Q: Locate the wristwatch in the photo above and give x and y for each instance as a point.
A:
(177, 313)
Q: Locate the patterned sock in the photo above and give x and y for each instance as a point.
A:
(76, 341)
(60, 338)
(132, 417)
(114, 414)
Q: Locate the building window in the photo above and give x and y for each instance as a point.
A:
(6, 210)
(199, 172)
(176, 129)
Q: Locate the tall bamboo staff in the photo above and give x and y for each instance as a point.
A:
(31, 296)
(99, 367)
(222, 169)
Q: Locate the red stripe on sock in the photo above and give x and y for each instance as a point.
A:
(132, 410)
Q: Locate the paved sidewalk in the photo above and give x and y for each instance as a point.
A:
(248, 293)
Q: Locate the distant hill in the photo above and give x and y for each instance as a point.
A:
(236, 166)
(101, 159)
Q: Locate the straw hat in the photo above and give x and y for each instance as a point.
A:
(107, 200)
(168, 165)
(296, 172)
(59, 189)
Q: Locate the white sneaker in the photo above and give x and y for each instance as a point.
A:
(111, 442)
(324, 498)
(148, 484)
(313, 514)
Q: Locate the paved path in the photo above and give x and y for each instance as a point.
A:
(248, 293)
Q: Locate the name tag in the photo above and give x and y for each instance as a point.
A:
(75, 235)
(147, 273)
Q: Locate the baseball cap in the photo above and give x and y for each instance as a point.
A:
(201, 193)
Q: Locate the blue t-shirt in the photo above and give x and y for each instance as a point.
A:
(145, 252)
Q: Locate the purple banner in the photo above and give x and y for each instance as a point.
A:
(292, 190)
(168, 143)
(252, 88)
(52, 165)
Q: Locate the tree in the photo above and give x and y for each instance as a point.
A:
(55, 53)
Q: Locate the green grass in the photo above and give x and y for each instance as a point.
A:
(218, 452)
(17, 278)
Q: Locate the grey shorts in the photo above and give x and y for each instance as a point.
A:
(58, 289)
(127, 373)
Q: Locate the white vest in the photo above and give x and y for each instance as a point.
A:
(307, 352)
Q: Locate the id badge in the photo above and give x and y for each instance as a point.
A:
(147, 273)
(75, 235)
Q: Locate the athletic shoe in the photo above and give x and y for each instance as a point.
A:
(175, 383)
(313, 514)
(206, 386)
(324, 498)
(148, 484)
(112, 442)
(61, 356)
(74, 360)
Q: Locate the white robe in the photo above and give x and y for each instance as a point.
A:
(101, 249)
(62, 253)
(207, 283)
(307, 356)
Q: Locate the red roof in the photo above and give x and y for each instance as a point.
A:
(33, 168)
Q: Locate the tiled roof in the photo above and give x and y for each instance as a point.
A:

Given instruction:
Write out all the entries exactly.

Expected answer:
Q: Locate the wristwatch in the photo above and give x and y for each instance as a point.
A:
(177, 313)
Q: Locate the patterned sock in the photo above and give x and y for each instance as a point.
A:
(76, 341)
(60, 338)
(132, 417)
(114, 414)
Q: Locate the building window in the photo above and give x and y for each instance as a point.
A:
(6, 210)
(199, 172)
(176, 129)
Q: Locate the tall bamboo staff in the photo above and give x and y for each instance as a point.
A:
(31, 296)
(99, 367)
(222, 169)
Q: Locate the red stripe on sock in the photo above and give x and y for each instance as a point.
A:
(132, 410)
Q: Locate the paved sidewalk in the photo above and give x and y for each instance as a point.
A:
(248, 293)
Q: Locate the distant hill in the photo above and give x and y for each instance as a point.
A:
(236, 166)
(101, 159)
Q: Locate the straw hat in the photo above and give x and y for each instance as a point.
A:
(107, 200)
(168, 165)
(296, 172)
(59, 189)
Q: Locate the white sneaker in the photo above and give x and y for each instance as a point.
A:
(111, 442)
(324, 498)
(148, 484)
(313, 514)
Q: Locate the paved path in the photo above and give x and y for each instance as a point.
A:
(248, 293)
Q: Locate the name tag in the photo above and give x and y for each instance as a point.
A:
(75, 235)
(147, 273)
Q: Locate the baseball cap in the photo above and give x and y for each instance as a point.
A:
(201, 193)
Q: Locate the blue t-shirt in the photo above and give x and y for each instance as a point.
A:
(145, 252)
Q: Locate the purple banner in the photo above and give x and y for each instance as a point.
A:
(292, 190)
(168, 143)
(252, 88)
(52, 165)
Q: Locate the tree in the photo above and give x and y for each instance as a point.
A:
(55, 53)
Q: Locate the green grass in the photo above and give x and y for each instance as a point.
A:
(218, 452)
(17, 278)
Q: Locate the grey shorts in the photo above and give x and y for each instance as a point.
A:
(58, 289)
(127, 373)
Q: Locate the white vest in the photo above and give x and y for each instance as a point.
A:
(307, 352)
Q: Locate the id badge in the photo above and give x and y for each instance as a point.
A:
(147, 273)
(75, 235)
Q: Locate the athletic shoe in the photo above and give x and y for each instance as a point.
A:
(175, 383)
(313, 514)
(206, 386)
(324, 498)
(148, 484)
(112, 442)
(61, 356)
(74, 360)
Q: Locate the white robe in the photo above and give x and y for each instance as a point.
A:
(101, 249)
(62, 253)
(207, 283)
(307, 356)
Q: Locate the red roof in the photo above and give x and y for each instance as a point.
A:
(33, 168)
Q: Locate the tiled roof in the photo above and give x and y for each instance as a point.
A:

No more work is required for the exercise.